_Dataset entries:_
-- Start --
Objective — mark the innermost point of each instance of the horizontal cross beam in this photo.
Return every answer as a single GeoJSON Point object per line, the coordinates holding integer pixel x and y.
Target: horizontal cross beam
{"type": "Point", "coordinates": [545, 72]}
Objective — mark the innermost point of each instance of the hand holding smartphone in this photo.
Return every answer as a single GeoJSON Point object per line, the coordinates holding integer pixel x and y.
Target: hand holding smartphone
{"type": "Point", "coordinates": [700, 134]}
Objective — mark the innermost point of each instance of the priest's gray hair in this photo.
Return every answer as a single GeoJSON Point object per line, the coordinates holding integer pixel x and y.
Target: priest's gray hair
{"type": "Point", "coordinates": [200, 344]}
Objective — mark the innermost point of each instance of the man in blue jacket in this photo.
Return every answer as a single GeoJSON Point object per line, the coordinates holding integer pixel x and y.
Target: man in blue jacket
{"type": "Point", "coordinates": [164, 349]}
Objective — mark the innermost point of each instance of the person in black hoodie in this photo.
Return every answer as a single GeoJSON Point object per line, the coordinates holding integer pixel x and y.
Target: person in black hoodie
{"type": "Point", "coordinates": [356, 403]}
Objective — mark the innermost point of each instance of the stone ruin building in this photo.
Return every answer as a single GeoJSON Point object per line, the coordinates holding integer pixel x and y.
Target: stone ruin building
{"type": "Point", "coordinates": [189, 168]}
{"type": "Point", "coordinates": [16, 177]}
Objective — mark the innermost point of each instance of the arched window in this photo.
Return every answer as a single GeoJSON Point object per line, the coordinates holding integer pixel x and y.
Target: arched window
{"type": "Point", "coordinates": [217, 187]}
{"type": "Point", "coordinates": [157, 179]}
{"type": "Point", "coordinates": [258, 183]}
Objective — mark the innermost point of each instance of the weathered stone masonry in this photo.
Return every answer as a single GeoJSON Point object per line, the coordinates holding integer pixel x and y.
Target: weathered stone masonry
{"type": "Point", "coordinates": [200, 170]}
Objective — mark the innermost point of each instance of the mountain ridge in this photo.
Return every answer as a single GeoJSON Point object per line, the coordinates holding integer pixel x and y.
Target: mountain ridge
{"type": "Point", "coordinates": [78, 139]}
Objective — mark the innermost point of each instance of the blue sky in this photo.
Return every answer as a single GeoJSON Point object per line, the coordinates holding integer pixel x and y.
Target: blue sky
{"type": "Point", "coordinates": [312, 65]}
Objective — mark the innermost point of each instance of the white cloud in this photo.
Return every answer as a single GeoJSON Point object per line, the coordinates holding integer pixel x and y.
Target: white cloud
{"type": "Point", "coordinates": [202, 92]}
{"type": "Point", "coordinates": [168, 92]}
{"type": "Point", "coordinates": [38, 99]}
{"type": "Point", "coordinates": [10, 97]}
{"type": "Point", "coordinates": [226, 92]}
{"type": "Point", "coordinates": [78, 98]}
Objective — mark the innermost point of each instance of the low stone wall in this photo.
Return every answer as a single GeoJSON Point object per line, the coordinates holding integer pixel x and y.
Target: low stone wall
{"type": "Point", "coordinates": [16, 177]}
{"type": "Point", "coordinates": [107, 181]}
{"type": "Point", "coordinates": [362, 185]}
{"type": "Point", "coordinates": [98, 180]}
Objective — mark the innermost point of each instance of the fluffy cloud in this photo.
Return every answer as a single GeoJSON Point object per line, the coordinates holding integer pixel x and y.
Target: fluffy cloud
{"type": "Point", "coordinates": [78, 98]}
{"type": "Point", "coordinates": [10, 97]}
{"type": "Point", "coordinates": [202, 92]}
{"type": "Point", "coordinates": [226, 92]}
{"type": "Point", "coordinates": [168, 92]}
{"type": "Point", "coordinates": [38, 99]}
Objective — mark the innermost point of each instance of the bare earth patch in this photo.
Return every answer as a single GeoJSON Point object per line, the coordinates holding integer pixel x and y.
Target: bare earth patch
-- End --
_Task description:_
Repeat exactly the lines starting at the line with "sky in this photo." and ending with the final line of the entries. Include nothing else.

_Solution for this task:_
Objective — mark the innermost point of each instance of the blue sky in this photo.
Return every answer as a single GeoJSON Point object per line, the coordinates holding integer pixel x and y.
Target: blue sky
{"type": "Point", "coordinates": [312, 65]}
Objective — mark the innermost point of each instance of the white cloud in this photo.
Return every answer as a single GeoJSON Point object per line, the coordinates holding integer pixel x and y.
Target: white cloud
{"type": "Point", "coordinates": [202, 92]}
{"type": "Point", "coordinates": [168, 92]}
{"type": "Point", "coordinates": [38, 99]}
{"type": "Point", "coordinates": [10, 97]}
{"type": "Point", "coordinates": [226, 92]}
{"type": "Point", "coordinates": [78, 98]}
Objective — mark the innermost point of each instance of the low stone wall in this photo.
Return every answer as a single GeoJSON Point object per line, the coordinates holding integer pixel x and y.
Target: low stone wall
{"type": "Point", "coordinates": [16, 177]}
{"type": "Point", "coordinates": [107, 181]}
{"type": "Point", "coordinates": [362, 185]}
{"type": "Point", "coordinates": [98, 180]}
Objective — mark the innermost point of each instance of the fluffy cloud in this photo.
Return every answer as a single GeoJSON Point object per line, the coordinates holding integer pixel x and y.
Target: fluffy cloud
{"type": "Point", "coordinates": [78, 98]}
{"type": "Point", "coordinates": [10, 97]}
{"type": "Point", "coordinates": [202, 92]}
{"type": "Point", "coordinates": [226, 92]}
{"type": "Point", "coordinates": [168, 92]}
{"type": "Point", "coordinates": [38, 99]}
Objective — mark the innermost point of each instance of the bare earth patch in this photo.
Return every answer as a single GeoJSON Point object per line, the coordinates holding integer pixel x and y.
Target: bare earth patch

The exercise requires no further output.